For the first time this year at the Intelligent Systems for Molecular Biology conference, special talks honored and celebrated the Nobel laureates of Chemistry 2013 (computational and theoretical) Arieh Warshel, Martin Karplus and Michael Levitt. In addition, keynote speakers included Michal Linial, Eugene (Gene) Myers, Isaac (Zak) Kohane, Dana Pe’er, Robert Langer, and Russ B Altman. The conference provided insight into innovative computational methods, such as single-cell sequencing analyses that enable unprecedented resolution for the study of disease heterogeneity, rare cell aberrations and the microbiome. Furthermore, biomedical studies were enhanced with more data-driven projects across multiple scales, including Encyclopedia of DNA Elements (ENCODE) and The Cancer Genome Atlas; therefore, it seems that data integration remains the bottleneck of studies rather than data generation.
Next- and third-generation sequencing and single-cell sequencing
The industry has witnessed the progression of sequencing to next-generation techniques and then a third generation, which can potentially enhance the measurement of single-cell genomes. However, single-cell sequencing might induce analytical challenges as it leads to overlapping paths in the de novo assembly graphs. The algorithm ExSPAnder, reported by Andrey Prjibelski (St Petersburg Academic University, Russia), addresses this issue by mapping each path, which consists of paired-end fragments including repetitive ones, into a two-dimensional rectangular space and by modeling the correct path as a dense parallel region in the rectangle. Mikael Boden (The University of Queensland, Australia) presented a Bayesian inference method, STRViper, to estimate repeat-length variation from the paired-end short reads. This method incorporates prior knowledge of variation in short tandem repeats (STRs). The longer-range positional information provided by paired-end reads facilitates the identification of STRs sized beyond the standard read length. Adam Phillippy (National Biodefense Analysis and Countermeasures Center, USA) highlighted a PacBio-based method that improves the accuracy of third-generation sequencing by combining the long reads with high-fidelity short reads yielded from next-generation sequencing techniques. This corrects random errors in the long reads by using the information of the short reads and improves the subsequent assembly of corrected long reads.
Classic de novo sequence assembly usually works for reads from a single genome; nonetheless, studies show that combinations of multiple genomes could improve accuracies of target genome assembly. Mikhail Kolmogorov (Saint-Petersburg Academic University, Russia) presented ‘Ragout’ that works on multiple reference genomes to help determine the order of contigs. Specifically, Kolmogorov employed the evolutionarily conserved synteny blocks on these reference genomes and constructed a breakpoint graph by which a parsimony model was employed to estimate the order of contigs.

### Given entries
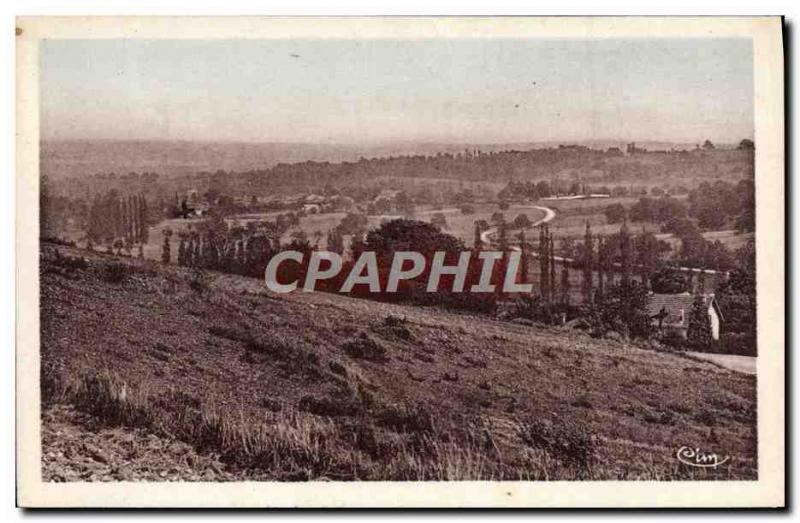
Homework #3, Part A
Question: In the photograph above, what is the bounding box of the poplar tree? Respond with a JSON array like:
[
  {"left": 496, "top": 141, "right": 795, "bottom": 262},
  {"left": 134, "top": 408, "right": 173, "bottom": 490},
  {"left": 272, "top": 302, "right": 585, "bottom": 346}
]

### Task prompt
In the conference report, what does the Bayesian method STRViper estimate?

### The completed task
It estimates repeat-length variation from paired-end short reads.